DATA>
Segment Open

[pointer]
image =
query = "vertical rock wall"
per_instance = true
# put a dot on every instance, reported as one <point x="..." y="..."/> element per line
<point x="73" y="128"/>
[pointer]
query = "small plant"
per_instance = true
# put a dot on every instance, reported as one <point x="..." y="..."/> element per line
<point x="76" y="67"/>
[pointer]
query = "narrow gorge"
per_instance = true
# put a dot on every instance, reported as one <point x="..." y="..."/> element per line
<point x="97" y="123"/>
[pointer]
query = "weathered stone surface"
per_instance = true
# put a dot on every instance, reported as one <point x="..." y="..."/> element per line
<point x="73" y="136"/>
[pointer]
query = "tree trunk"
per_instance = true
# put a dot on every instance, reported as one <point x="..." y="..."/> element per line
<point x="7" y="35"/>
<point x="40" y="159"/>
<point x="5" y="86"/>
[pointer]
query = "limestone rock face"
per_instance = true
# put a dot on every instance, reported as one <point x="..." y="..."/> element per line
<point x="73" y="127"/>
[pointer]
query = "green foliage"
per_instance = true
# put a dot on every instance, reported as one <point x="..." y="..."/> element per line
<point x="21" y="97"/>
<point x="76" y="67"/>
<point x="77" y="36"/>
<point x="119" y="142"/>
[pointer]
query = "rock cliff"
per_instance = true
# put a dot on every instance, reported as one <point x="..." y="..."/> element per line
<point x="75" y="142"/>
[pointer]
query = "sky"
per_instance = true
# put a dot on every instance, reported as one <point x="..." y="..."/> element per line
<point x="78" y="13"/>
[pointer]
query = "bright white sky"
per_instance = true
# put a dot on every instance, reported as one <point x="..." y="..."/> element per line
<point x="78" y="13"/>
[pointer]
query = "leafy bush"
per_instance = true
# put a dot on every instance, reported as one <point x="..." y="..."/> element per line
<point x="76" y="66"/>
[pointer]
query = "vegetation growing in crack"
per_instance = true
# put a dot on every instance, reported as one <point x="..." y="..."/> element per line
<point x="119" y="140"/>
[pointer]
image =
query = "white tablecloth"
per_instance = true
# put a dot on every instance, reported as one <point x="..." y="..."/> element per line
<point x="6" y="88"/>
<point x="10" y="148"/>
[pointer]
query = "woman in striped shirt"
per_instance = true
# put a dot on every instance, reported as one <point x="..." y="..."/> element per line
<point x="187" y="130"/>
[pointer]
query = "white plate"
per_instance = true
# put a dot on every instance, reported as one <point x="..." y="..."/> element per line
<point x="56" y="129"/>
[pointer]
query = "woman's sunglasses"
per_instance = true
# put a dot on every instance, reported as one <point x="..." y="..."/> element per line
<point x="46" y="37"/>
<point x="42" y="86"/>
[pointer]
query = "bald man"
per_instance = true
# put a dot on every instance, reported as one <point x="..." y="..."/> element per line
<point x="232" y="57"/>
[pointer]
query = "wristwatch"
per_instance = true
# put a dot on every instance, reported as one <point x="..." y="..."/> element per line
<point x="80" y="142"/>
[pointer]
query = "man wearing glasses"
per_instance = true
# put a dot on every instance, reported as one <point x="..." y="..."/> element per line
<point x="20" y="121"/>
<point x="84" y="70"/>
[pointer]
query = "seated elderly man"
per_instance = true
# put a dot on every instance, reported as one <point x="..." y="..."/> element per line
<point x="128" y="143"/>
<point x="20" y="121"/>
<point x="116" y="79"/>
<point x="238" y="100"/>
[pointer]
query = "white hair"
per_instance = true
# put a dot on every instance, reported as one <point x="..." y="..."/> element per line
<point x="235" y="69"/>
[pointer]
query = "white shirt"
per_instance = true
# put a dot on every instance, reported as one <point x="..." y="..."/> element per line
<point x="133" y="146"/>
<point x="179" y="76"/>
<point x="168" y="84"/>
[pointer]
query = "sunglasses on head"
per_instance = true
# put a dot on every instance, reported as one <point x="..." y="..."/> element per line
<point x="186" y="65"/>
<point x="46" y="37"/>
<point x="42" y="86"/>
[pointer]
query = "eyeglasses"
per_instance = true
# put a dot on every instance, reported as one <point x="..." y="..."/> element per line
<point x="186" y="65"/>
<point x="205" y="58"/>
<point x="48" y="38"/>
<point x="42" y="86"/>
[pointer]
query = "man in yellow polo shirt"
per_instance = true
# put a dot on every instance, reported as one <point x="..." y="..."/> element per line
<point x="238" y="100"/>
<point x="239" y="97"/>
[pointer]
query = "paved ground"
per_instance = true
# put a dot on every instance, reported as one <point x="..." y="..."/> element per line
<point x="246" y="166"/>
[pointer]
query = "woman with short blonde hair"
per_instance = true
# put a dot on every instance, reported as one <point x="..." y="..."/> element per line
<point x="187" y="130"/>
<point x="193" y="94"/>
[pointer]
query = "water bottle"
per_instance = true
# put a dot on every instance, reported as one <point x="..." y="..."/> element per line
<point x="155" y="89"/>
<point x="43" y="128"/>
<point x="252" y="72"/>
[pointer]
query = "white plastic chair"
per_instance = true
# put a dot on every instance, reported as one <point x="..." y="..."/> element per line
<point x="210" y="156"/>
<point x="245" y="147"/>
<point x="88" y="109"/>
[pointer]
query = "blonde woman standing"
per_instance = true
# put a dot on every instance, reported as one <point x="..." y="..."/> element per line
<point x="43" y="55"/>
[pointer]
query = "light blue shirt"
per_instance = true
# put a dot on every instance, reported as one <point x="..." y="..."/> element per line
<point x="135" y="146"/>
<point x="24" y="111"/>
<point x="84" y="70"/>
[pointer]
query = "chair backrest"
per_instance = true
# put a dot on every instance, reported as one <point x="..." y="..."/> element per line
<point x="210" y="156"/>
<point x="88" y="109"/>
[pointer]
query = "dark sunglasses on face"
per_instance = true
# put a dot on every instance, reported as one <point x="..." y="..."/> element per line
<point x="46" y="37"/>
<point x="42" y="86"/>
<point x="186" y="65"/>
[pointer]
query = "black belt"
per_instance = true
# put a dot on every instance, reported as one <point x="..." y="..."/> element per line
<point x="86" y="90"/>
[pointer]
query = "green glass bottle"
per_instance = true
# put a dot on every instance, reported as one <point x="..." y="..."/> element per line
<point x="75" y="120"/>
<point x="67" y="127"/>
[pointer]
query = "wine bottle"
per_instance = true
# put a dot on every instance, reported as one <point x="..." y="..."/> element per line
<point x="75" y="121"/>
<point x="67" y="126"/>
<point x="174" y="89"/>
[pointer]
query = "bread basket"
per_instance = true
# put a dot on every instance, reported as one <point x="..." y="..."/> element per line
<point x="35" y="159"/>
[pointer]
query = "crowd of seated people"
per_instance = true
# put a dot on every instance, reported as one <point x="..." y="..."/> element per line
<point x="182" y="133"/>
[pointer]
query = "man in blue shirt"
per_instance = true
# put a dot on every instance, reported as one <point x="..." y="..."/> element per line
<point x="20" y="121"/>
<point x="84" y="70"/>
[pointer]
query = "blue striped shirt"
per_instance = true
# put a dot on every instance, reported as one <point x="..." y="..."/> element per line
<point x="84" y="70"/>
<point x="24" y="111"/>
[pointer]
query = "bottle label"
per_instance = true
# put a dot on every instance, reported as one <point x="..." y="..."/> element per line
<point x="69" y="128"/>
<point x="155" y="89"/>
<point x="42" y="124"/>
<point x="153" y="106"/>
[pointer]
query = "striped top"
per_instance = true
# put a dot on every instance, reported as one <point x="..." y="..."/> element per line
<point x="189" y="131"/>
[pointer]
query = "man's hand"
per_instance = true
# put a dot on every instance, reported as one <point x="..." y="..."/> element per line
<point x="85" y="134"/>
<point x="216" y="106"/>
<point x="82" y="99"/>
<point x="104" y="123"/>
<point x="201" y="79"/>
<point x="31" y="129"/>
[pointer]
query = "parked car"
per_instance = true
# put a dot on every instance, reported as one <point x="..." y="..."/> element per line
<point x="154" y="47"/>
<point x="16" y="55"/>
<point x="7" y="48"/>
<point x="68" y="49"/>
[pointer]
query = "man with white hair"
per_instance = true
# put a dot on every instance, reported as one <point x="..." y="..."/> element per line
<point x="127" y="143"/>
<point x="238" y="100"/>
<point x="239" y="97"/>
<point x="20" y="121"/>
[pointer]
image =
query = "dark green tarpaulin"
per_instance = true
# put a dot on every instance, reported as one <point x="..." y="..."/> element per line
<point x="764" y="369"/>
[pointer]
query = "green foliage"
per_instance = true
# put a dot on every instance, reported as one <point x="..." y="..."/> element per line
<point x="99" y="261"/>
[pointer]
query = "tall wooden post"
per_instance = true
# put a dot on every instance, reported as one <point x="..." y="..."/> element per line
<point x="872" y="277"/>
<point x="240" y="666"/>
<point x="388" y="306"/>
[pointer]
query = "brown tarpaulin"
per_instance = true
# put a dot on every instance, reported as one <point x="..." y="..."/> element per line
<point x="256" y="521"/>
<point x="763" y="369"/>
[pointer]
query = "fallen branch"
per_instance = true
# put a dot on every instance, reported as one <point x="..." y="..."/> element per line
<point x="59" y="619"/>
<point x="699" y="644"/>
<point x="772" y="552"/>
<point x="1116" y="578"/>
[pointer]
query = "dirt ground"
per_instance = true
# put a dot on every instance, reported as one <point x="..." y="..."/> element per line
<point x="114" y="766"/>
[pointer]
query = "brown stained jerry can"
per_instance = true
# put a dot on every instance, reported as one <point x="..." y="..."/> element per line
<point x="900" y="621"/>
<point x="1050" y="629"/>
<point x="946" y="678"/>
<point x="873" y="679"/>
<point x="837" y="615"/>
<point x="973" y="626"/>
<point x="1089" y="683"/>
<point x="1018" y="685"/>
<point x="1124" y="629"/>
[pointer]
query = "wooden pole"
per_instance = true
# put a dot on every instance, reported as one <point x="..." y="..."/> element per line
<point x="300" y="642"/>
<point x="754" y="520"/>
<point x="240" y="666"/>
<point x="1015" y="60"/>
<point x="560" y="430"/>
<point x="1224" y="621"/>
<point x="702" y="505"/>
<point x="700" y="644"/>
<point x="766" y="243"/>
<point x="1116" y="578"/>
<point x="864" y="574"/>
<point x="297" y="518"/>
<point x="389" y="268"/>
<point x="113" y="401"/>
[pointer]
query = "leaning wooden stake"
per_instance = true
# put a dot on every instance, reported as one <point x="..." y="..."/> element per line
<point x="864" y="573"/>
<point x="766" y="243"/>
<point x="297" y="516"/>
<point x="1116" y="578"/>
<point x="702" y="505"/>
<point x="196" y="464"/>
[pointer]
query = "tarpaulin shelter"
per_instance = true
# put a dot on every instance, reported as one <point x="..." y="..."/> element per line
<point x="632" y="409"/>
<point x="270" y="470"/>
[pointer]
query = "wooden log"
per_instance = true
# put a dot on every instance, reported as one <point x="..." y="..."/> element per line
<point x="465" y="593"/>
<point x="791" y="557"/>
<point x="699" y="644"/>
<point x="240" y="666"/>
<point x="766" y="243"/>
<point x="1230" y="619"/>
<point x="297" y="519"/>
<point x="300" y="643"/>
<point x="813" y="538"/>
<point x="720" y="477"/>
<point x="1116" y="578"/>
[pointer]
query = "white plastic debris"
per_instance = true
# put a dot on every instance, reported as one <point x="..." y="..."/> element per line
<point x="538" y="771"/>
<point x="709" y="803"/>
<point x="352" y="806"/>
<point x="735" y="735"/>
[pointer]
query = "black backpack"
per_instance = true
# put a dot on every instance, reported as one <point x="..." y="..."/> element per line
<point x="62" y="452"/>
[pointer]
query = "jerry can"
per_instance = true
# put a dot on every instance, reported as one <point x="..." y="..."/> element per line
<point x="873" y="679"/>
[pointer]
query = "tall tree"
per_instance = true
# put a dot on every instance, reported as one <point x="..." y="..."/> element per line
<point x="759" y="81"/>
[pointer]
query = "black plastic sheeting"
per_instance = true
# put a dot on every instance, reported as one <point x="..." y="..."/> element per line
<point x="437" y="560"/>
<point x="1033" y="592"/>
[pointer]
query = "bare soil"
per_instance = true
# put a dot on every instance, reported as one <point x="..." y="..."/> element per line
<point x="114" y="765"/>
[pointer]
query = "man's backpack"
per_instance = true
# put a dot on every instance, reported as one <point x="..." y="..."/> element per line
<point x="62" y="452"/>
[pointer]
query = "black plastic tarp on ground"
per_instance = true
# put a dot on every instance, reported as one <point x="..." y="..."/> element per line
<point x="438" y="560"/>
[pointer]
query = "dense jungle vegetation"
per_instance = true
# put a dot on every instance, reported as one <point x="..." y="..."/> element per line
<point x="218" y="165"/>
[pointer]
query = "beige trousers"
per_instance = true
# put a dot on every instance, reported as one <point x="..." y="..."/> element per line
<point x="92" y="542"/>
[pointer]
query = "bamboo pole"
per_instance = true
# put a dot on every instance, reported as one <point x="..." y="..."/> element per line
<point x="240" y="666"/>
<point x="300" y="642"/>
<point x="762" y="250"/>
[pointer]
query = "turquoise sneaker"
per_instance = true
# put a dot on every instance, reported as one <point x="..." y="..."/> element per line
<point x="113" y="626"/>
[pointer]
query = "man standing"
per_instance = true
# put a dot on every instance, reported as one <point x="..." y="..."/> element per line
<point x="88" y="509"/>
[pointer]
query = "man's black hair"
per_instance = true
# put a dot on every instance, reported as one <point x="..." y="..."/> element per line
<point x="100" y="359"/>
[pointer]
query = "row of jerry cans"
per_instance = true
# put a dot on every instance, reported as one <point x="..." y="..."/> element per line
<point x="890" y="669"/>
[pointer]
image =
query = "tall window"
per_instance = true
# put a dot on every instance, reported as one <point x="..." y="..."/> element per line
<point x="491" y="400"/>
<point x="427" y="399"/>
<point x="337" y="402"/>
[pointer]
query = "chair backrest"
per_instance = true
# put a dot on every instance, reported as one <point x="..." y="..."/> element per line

Segment Closed

WORK INSTRUCTION> For the word "tall", state how many lines of the material contain it. Give the number and no more.

RESPONSE TO THIS TASK> 3